Zadania do wykonania:
• A. Jakie rośliny z ogródka dodano do oliwy we wpisie o aromatycznej oliwie?
• B. Proszę napisać dalszy ciąg wpisu o aromatycznej oliwie, zaczynając po jego ostatnim zdaniu.

25.08.2013

przepiśnik i swoja aromatyczna oliwa

Mój kochany blogerku zaległości mam tyle że nie wiem od czego zacząć full zdjęć na karcie pamięci i ciągły niedosyt że jeszcze nie wszystko uwieczniłam :) a że teraz mam chwilkę to się obnażę :)) uuu jak brzmi :)
Pierwsza na tapecie będzie butla z oliwą i swoimi ziołami jak zawsze pomysł zaczerpnięty z blogu KASI za co jej dziękuję - ja dałam co miałam w ogródku czyli czosnek ,tymianek .rozmaryn ,bazylie i oregano a nawet lubczyku :)

powolutku lato się kończy dowodem na to są odlatujące bociany ależ ja im zazdroszczę takiej wędrówki może w następnym wcieleniu będę ptakiem przysiadającym na najwyższej koronie drzew w moim Bykowieckim lesie.....
Poranki i noce coraz chłodniejsze mgliste i powietrze już ma inny zapach ostrzejszy rześki szkoda- choć wiemy ,że wszystko co dobre musi się kiedyś skończyć ale z drugiej strony w naszym rejonie gdzie mieszkam deszczu nie było dobre 1,5 miesiąca nie licząc w tamtym tygodniu tego kapuśniaczka sekundowego a co za tym idzie mały stan wody w studni co jest dla mnie makabryczne gdyż zdarza się ,że piorę a tu wody brak potworność w takich sytuacjach człowiek wreszcie zaczyna doceniać oszczędność w czerpaniu tego drogocennego skarbu.W przyszłym roku gmina ma ciągnąć wodę miejską w nasze tereny oby dotrzymali słowa:).

Surowe dane:
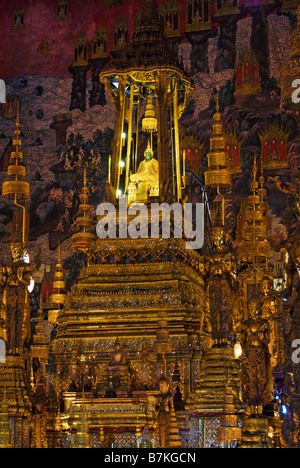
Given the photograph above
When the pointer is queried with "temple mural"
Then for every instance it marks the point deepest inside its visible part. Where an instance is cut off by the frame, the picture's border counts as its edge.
(230, 113)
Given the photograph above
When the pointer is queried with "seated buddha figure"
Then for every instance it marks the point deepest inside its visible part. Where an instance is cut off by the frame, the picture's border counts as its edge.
(147, 176)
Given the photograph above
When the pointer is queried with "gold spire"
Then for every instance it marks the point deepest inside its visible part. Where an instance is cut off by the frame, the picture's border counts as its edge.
(218, 175)
(174, 437)
(14, 188)
(254, 246)
(83, 240)
(59, 295)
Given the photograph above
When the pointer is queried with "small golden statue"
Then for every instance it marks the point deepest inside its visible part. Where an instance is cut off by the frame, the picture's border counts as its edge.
(15, 327)
(147, 177)
(118, 369)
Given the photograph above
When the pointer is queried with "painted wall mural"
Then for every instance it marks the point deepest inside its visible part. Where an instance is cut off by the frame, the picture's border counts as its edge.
(67, 118)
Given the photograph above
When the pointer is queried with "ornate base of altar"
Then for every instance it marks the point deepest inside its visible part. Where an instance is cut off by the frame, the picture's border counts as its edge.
(255, 433)
(106, 422)
(218, 371)
(15, 401)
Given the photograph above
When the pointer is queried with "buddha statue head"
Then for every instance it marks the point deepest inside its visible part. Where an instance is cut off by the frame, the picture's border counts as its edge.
(17, 251)
(148, 155)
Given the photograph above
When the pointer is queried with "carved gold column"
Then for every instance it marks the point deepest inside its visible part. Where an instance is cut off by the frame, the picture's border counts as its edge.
(163, 95)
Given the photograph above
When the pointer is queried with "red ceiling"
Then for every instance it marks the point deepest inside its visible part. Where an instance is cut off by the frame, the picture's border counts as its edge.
(85, 17)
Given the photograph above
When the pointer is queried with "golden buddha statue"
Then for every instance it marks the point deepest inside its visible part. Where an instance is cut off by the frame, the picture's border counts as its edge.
(15, 326)
(118, 369)
(147, 176)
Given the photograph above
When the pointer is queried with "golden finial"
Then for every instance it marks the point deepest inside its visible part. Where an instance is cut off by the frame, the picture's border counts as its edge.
(218, 103)
(58, 254)
(84, 177)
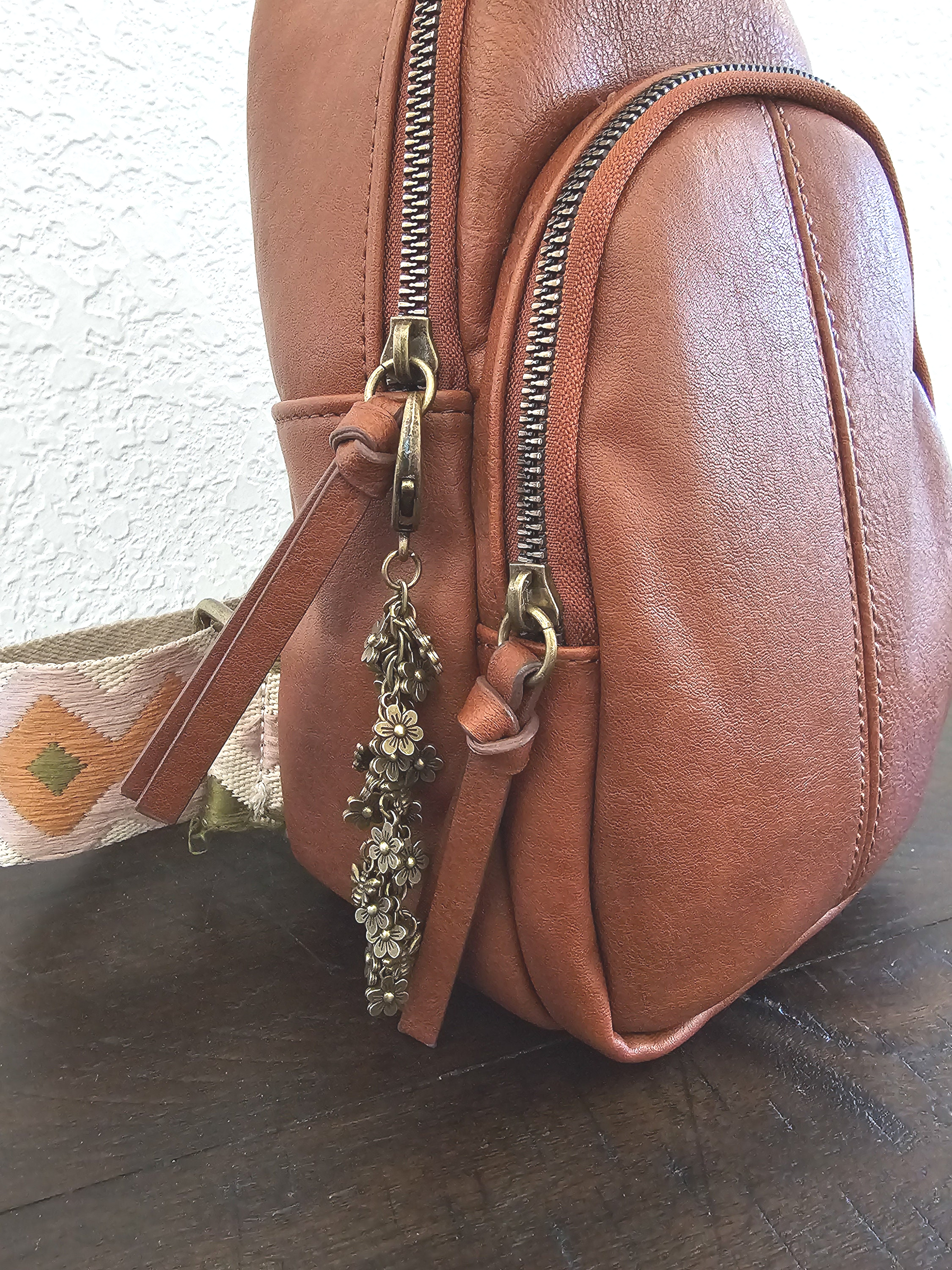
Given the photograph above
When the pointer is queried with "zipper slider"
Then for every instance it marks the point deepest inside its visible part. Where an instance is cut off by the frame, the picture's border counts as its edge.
(408, 349)
(410, 360)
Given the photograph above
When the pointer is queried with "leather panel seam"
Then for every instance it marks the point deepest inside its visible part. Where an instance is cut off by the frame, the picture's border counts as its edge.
(861, 856)
(840, 488)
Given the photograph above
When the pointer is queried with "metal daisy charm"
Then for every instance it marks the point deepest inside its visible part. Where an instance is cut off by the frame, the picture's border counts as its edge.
(395, 760)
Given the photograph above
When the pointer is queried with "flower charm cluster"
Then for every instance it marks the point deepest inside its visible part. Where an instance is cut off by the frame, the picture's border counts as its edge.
(394, 762)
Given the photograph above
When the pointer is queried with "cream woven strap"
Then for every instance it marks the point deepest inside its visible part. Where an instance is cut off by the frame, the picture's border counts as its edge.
(75, 712)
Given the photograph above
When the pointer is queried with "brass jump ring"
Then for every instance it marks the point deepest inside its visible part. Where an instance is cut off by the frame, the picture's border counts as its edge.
(398, 584)
(545, 624)
(430, 381)
(374, 381)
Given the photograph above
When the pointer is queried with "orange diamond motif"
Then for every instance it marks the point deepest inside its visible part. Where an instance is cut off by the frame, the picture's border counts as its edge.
(35, 752)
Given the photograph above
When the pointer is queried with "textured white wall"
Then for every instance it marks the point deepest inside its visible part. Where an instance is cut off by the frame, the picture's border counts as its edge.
(140, 470)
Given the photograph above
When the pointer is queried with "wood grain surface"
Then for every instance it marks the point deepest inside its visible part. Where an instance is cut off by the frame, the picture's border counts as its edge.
(188, 1080)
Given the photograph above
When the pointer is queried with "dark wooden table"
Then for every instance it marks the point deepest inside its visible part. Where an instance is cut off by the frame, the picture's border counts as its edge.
(189, 1081)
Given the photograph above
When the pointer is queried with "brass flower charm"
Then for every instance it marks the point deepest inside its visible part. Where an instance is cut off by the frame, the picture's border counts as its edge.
(405, 666)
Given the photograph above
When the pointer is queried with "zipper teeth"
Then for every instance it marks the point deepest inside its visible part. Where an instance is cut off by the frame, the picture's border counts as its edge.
(418, 162)
(547, 298)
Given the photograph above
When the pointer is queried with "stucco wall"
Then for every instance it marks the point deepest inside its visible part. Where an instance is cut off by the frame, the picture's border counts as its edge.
(140, 470)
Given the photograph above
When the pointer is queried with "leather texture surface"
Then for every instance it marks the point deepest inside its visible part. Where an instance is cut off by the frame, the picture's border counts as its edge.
(516, 79)
(183, 747)
(500, 724)
(330, 695)
(725, 563)
(747, 501)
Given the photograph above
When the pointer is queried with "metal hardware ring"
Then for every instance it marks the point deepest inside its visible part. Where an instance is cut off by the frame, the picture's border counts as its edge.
(428, 379)
(396, 584)
(545, 624)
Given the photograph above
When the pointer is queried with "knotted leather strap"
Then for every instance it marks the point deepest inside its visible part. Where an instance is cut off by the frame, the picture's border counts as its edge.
(187, 741)
(500, 723)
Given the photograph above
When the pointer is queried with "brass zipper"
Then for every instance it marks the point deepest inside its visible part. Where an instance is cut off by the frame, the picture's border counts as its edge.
(410, 340)
(544, 325)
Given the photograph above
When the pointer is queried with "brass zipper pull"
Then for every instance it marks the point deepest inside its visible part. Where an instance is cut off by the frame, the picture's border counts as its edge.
(534, 610)
(405, 667)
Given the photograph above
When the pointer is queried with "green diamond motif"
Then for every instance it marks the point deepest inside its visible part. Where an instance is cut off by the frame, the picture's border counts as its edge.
(56, 767)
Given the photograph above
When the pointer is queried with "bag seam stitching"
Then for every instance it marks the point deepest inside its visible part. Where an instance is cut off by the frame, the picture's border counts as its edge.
(840, 488)
(859, 865)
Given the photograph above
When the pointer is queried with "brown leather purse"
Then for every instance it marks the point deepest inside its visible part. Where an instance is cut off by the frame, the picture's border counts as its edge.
(599, 337)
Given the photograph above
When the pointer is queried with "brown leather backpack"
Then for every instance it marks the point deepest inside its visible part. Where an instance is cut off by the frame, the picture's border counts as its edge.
(607, 314)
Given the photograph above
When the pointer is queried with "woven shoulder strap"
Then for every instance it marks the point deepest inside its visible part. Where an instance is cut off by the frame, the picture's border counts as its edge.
(107, 733)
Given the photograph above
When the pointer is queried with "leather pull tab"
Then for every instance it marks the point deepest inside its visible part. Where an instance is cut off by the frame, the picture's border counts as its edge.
(191, 736)
(499, 747)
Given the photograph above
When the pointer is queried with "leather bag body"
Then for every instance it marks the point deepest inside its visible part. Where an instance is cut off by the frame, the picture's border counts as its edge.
(747, 502)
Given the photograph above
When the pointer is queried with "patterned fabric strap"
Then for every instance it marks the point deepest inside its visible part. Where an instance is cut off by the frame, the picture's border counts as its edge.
(75, 713)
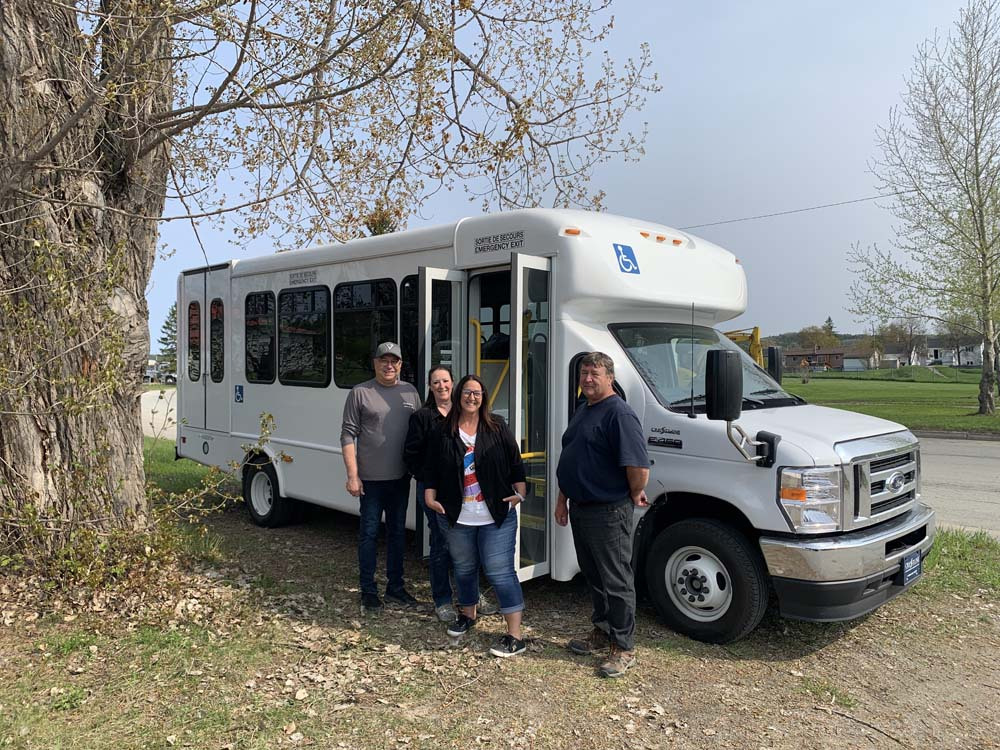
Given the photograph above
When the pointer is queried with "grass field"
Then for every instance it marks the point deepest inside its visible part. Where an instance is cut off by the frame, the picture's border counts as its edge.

Odpowiedzi do zadań:
• A. Czosnek, tymianek, rozmaryn, bazylię, oregano i lubczyk.

• B.
Wracając do sedna :) Inspiracją tego notesu kulinarnego były robione przeze mnie przetwory i wszędzie porozrzucane kartki z drogocennymi wskazówkami maminymi odnośnie co z czym ile i jak długo gotować bądź smażyć .Jeden z nich powędrował do koleżaneczki Beci kolejne za niedługo znajdą nowych właścicieli a może właścicielki :)


Ta karteczka dla kobitki wysiedlającej się z naszego cudownego miasta Sanoka do Krakowa

i dla Martusi

zdjęcie robione nocą bo rano szło w nowe ręce i rzeczywistości pudełeczko ma piękniejsze kolorki

Dobrej Nocki moja Ty kroniko :)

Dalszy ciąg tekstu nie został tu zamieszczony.